> **Task brief**:
List every person named in the BPA article.

A leading toxicology scientist believes tighter regulations are needed to prevent chemicals leaking into the human body from common plastic drink bottles and packaging.

University of Canterbury professor of toxicology Professor Ian Shaw says it is crucially important to decrease the amount of the chemical BPA from New Zealanders' diets.

BPA, which leaches from food and drink containers into the body, has consistently been found in overseas tests in blood, urine and even the amniotic fluid protecting a foetus.

Such chemicals are linked to health problems that can include reduced sperm count in men, early puberty in girls and increased incidence of breast and testicular cancers - and countries such as the US, the UK and Canada have become alert to potential risks.

"We know we're getting much more exposure to these chemicals and we know we're getting a greater incidence of these weird effects on sexual development," said Professor Shaw. "It seems they are connected."

The Food Safety Authority says BPA is safe as long as the tolerable daily intake is not exceeded.

John Reeve, principal toxicology adviser to the NZFSA, said the problems were theories and there was no data.

The authority is now waiting on results of a new study commissioned by its US counterpart.

But the uncertainty has left one New Zealand businessman frustrated.

Mark Ward, owner of Extreme gear, imported bottles containing BPA from North America at 85 per cent off the normal price. When he discovered they were unwanted in Canada because of the health implications linked to BPA, he asked the NZFSA for guidance.

"I don't think we've had clear leadership from our so-called experts in this country," Mr Ward said. "I found it really difficult to find a credible source that tells it like it is. Somebody who is willing to stand up and say it is dangerous now."

> **Listed records**:
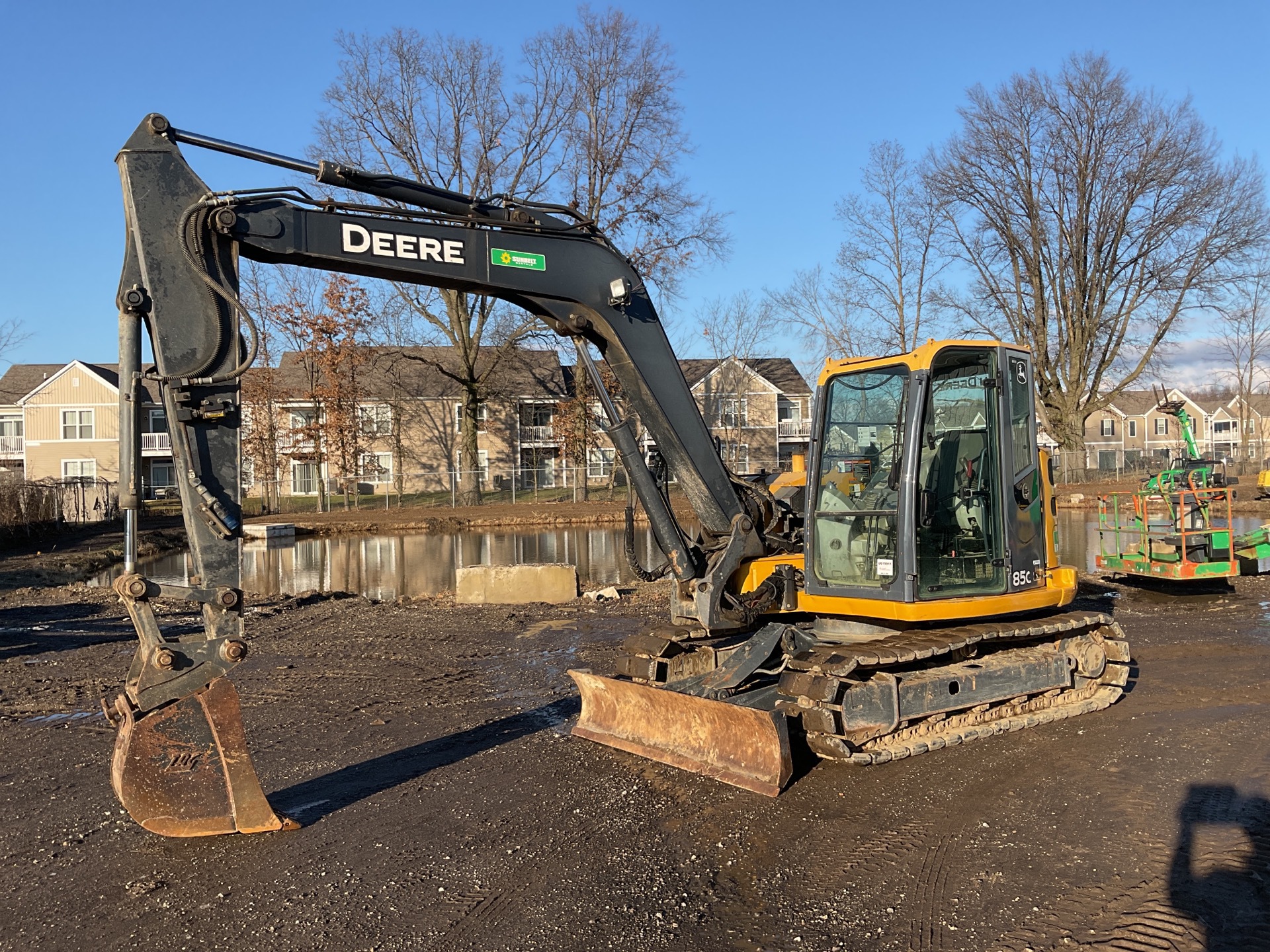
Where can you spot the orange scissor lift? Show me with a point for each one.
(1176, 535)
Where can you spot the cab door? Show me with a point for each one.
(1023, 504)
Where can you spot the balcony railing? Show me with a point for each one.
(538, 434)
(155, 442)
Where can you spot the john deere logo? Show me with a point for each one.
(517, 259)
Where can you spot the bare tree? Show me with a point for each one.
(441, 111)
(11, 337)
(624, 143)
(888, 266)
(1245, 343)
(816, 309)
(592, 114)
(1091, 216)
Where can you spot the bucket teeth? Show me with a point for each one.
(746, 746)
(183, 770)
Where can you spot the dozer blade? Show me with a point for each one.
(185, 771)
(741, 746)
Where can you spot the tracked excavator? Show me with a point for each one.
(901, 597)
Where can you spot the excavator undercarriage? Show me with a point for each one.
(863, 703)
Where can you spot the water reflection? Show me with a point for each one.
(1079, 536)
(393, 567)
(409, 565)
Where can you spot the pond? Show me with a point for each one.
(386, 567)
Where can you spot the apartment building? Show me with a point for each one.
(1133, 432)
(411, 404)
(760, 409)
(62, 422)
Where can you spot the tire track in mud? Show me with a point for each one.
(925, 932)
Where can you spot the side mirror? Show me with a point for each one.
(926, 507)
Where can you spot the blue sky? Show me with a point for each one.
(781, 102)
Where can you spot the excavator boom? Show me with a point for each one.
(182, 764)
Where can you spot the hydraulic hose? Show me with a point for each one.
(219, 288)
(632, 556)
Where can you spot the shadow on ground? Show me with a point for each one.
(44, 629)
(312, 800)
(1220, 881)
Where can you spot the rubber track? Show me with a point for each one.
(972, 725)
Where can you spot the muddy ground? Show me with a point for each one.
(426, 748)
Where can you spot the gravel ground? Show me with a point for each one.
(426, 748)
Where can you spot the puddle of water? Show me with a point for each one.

> **Answer to this problem**:
Ian Shaw, John Reeve, Mark Ward